What this task involves →
Reproduce only the lines that run from the line with "If you would be willing to tag the dark" to the last line of the material, both ends included, exactly as they appear.

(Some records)
----

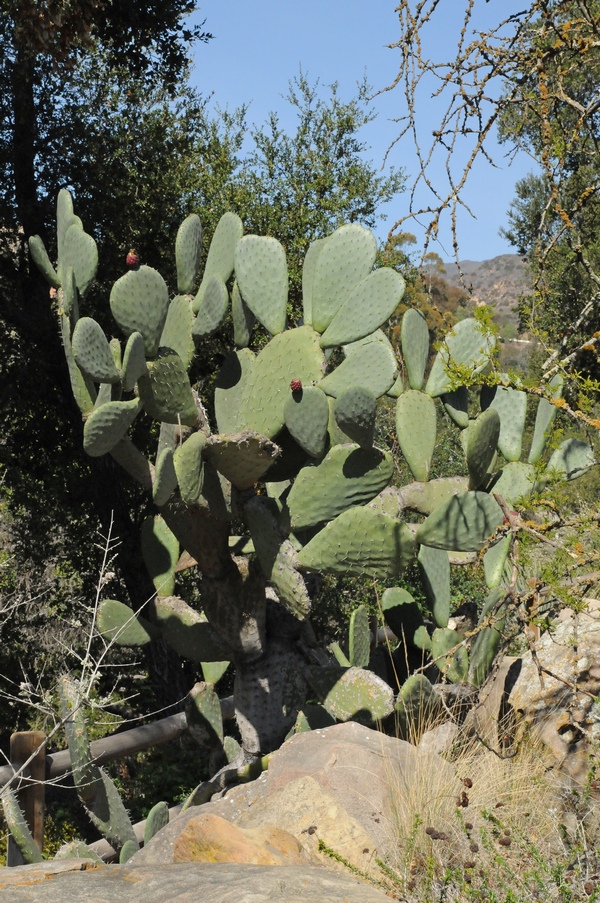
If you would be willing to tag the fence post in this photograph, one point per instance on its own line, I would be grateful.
(30, 795)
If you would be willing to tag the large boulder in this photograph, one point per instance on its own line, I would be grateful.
(330, 789)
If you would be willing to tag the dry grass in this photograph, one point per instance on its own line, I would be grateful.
(488, 828)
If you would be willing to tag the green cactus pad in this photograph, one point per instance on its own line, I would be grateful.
(262, 277)
(369, 304)
(77, 849)
(160, 550)
(188, 248)
(107, 425)
(352, 694)
(306, 414)
(134, 362)
(39, 255)
(65, 217)
(359, 637)
(18, 827)
(203, 716)
(456, 405)
(544, 418)
(92, 351)
(165, 390)
(276, 555)
(416, 707)
(188, 465)
(242, 317)
(426, 497)
(355, 411)
(401, 612)
(360, 541)
(485, 645)
(294, 354)
(229, 389)
(571, 460)
(118, 623)
(346, 258)
(469, 345)
(214, 671)
(435, 573)
(79, 251)
(346, 477)
(188, 632)
(414, 338)
(242, 458)
(372, 366)
(308, 275)
(221, 252)
(82, 386)
(494, 561)
(312, 718)
(516, 481)
(453, 665)
(416, 429)
(511, 405)
(463, 523)
(213, 308)
(481, 444)
(177, 331)
(139, 301)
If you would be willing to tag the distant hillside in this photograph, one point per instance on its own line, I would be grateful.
(497, 282)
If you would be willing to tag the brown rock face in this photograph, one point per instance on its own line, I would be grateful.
(209, 838)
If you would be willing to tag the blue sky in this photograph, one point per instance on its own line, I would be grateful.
(258, 47)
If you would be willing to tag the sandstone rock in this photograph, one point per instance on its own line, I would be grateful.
(209, 838)
(186, 882)
(330, 789)
(552, 692)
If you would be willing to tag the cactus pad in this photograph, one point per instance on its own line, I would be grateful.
(242, 458)
(346, 258)
(369, 304)
(360, 541)
(188, 248)
(165, 390)
(371, 366)
(416, 428)
(355, 411)
(294, 354)
(188, 466)
(177, 331)
(435, 571)
(306, 414)
(352, 694)
(118, 623)
(92, 351)
(463, 523)
(468, 345)
(347, 476)
(139, 301)
(262, 278)
(481, 444)
(107, 425)
(213, 308)
(414, 337)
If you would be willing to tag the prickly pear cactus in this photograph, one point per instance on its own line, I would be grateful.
(290, 459)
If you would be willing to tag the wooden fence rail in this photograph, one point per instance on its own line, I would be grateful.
(30, 782)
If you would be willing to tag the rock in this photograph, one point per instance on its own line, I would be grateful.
(209, 838)
(330, 789)
(186, 882)
(440, 738)
(556, 698)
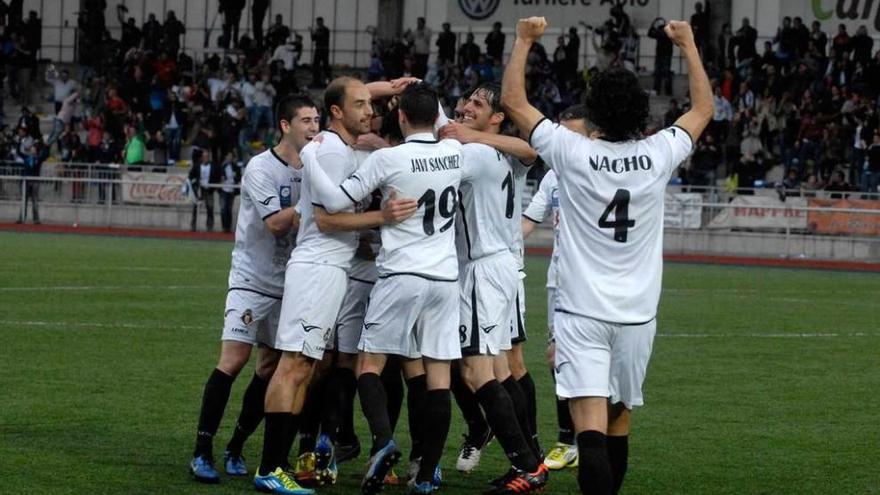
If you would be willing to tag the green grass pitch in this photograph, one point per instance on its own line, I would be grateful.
(762, 380)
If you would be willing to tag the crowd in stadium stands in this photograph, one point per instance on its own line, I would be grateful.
(804, 100)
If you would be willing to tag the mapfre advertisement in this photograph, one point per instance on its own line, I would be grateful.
(761, 212)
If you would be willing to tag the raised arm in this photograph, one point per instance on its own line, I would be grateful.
(702, 107)
(510, 145)
(513, 85)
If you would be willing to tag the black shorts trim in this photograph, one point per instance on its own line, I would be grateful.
(520, 325)
(557, 310)
(254, 291)
(426, 277)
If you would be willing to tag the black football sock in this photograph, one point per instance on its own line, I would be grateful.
(289, 439)
(393, 383)
(335, 395)
(374, 402)
(519, 408)
(469, 406)
(618, 456)
(310, 416)
(528, 387)
(563, 419)
(594, 468)
(502, 419)
(252, 410)
(347, 434)
(416, 400)
(279, 428)
(214, 400)
(437, 414)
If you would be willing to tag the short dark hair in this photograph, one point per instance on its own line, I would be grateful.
(491, 92)
(617, 105)
(419, 103)
(289, 105)
(335, 92)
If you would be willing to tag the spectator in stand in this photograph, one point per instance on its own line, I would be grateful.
(420, 45)
(468, 52)
(278, 33)
(871, 177)
(446, 45)
(152, 31)
(662, 57)
(62, 85)
(838, 185)
(495, 42)
(321, 58)
(862, 46)
(258, 14)
(231, 10)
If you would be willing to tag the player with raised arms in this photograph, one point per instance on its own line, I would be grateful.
(316, 279)
(611, 192)
(264, 238)
(417, 289)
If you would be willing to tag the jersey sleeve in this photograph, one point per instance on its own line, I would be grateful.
(334, 194)
(259, 186)
(539, 208)
(674, 144)
(553, 142)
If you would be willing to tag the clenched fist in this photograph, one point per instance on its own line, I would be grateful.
(531, 29)
(680, 33)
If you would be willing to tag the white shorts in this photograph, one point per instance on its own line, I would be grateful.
(351, 316)
(551, 312)
(412, 316)
(250, 317)
(488, 294)
(518, 314)
(599, 359)
(312, 296)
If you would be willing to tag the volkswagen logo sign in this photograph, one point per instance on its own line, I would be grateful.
(478, 9)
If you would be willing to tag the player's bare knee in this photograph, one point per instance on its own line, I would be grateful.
(267, 361)
(233, 357)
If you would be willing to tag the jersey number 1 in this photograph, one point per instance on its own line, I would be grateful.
(446, 210)
(621, 224)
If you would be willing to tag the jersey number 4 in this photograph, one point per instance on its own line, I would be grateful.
(621, 223)
(446, 207)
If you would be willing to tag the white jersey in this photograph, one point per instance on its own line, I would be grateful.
(519, 184)
(545, 204)
(269, 185)
(486, 203)
(424, 169)
(338, 161)
(611, 231)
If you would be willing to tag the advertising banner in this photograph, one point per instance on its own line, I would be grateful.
(154, 189)
(845, 223)
(761, 212)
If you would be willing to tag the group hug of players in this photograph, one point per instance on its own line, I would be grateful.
(386, 253)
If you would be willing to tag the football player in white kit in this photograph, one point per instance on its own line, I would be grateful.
(264, 237)
(611, 192)
(489, 281)
(417, 290)
(544, 205)
(316, 277)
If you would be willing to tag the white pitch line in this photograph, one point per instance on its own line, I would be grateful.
(755, 335)
(108, 287)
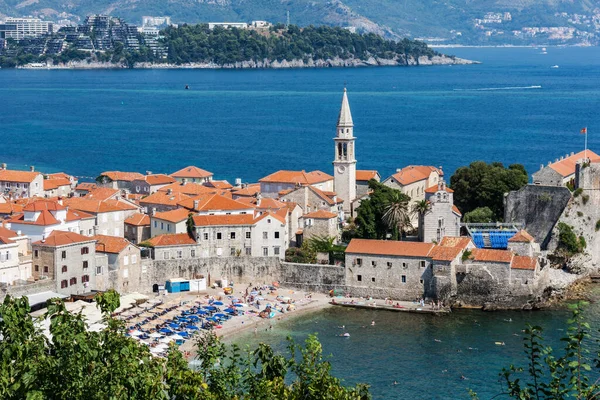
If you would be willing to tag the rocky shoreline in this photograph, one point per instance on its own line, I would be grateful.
(266, 64)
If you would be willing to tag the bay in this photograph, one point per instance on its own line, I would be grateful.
(249, 123)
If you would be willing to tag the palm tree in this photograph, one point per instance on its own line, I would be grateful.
(421, 208)
(396, 213)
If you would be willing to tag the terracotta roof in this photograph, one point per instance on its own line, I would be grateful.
(522, 237)
(456, 210)
(192, 172)
(174, 239)
(110, 244)
(62, 238)
(163, 198)
(321, 214)
(40, 205)
(389, 248)
(7, 175)
(101, 193)
(524, 262)
(97, 206)
(224, 220)
(297, 177)
(414, 173)
(138, 219)
(177, 215)
(436, 188)
(366, 175)
(51, 184)
(158, 179)
(500, 256)
(213, 202)
(123, 176)
(566, 166)
(190, 188)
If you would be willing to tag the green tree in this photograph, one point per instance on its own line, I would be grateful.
(484, 185)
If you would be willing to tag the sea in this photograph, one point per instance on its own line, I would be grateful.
(518, 105)
(513, 108)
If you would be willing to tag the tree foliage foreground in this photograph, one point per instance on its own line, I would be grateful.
(74, 363)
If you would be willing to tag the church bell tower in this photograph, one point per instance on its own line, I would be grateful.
(344, 163)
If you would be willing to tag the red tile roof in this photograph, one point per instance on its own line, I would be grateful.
(524, 262)
(320, 214)
(174, 239)
(62, 238)
(7, 175)
(522, 237)
(389, 248)
(110, 244)
(138, 219)
(177, 215)
(366, 175)
(414, 173)
(500, 256)
(192, 172)
(297, 177)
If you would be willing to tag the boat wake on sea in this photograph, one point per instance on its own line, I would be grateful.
(503, 88)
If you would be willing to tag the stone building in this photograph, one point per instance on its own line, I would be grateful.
(443, 218)
(68, 258)
(562, 171)
(137, 228)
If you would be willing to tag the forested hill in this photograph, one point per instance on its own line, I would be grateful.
(197, 43)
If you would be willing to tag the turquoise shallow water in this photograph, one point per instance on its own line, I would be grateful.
(249, 123)
(401, 347)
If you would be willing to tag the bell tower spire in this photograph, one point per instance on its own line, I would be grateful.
(344, 162)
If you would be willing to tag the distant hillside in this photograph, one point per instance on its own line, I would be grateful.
(455, 21)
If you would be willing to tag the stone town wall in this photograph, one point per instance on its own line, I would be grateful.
(538, 208)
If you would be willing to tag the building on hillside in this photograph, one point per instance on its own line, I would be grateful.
(137, 228)
(272, 185)
(21, 184)
(192, 174)
(15, 257)
(562, 171)
(151, 183)
(41, 217)
(173, 221)
(344, 163)
(124, 264)
(362, 181)
(442, 218)
(69, 259)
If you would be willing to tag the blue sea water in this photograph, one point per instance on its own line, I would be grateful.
(249, 123)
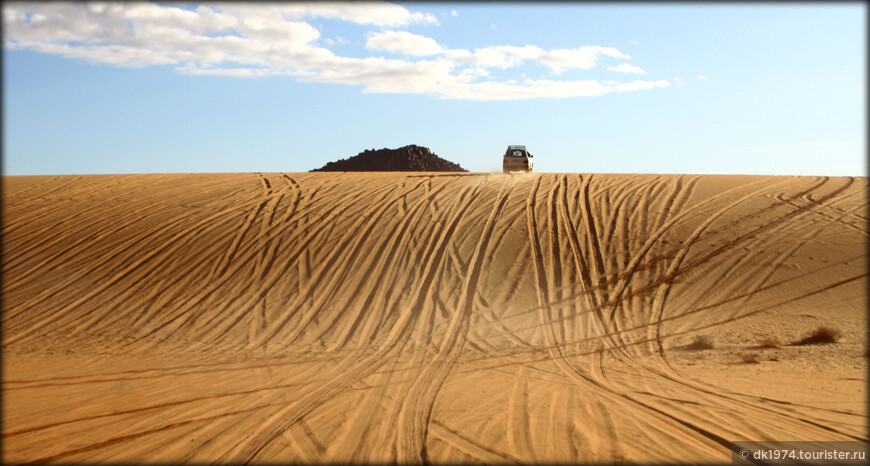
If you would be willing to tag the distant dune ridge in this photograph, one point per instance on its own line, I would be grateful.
(429, 317)
(404, 159)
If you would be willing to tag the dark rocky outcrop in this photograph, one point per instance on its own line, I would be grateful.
(411, 158)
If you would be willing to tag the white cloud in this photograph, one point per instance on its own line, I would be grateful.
(626, 68)
(402, 42)
(245, 40)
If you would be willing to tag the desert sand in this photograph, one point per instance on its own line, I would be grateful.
(414, 317)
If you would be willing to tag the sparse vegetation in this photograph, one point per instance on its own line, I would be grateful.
(821, 335)
(770, 342)
(701, 342)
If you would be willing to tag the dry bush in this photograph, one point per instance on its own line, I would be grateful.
(701, 342)
(821, 335)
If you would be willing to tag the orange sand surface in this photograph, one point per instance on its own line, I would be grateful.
(412, 317)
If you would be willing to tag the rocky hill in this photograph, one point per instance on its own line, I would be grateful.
(410, 158)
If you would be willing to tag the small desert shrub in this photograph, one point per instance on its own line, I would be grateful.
(750, 358)
(821, 335)
(702, 342)
(770, 342)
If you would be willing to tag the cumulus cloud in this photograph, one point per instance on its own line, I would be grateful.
(252, 40)
(402, 42)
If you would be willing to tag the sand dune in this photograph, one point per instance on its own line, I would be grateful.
(412, 317)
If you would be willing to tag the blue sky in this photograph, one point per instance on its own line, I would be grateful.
(709, 88)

----

Result for this exercise →
If you would be willing to tag the dark rocky outcrop in this photograph, one point per instance on its own line, I would be grateful.
(411, 158)
If you would be willing to tag the white cloud in this photograph, one point per instance on its own line, I would be grateful.
(626, 68)
(402, 42)
(245, 40)
If you would be willing to tag the desert sand in this photograph, one point per instance on its own line, I would be grateful.
(414, 317)
If you would be willing to tag the sparse vegetation in this photograph, one point per instance on its own line, I would be grateful.
(821, 335)
(770, 342)
(701, 342)
If you would be willing to tag the dry bush in this photograph, one point per instance on its own line, I would be grateful.
(701, 342)
(821, 335)
If you would be willing to tag the orange sand surface in this photograph, one point per instance on its own line, I would be grateful.
(412, 317)
If you would be willing to tag the rocky hill in this photograph, one point per instance on its own line, I would be grateful.
(410, 158)
If you would be willing to tag the small desert shrub in this photograph, one point per instance on its own line, I would be grateful.
(750, 358)
(821, 335)
(702, 342)
(770, 342)
If you would be willing to tag the cumulus cloud in this photograph, one point per instance on its own line, I would be grateful.
(252, 40)
(402, 42)
If you would be willing to tag the sand dune in this photograph, one point per instance on its own line, I would be grateful.
(412, 317)
If you would be willing to tag the blue sky in this photograph, one point per instance on its own line, I would be grateful.
(709, 88)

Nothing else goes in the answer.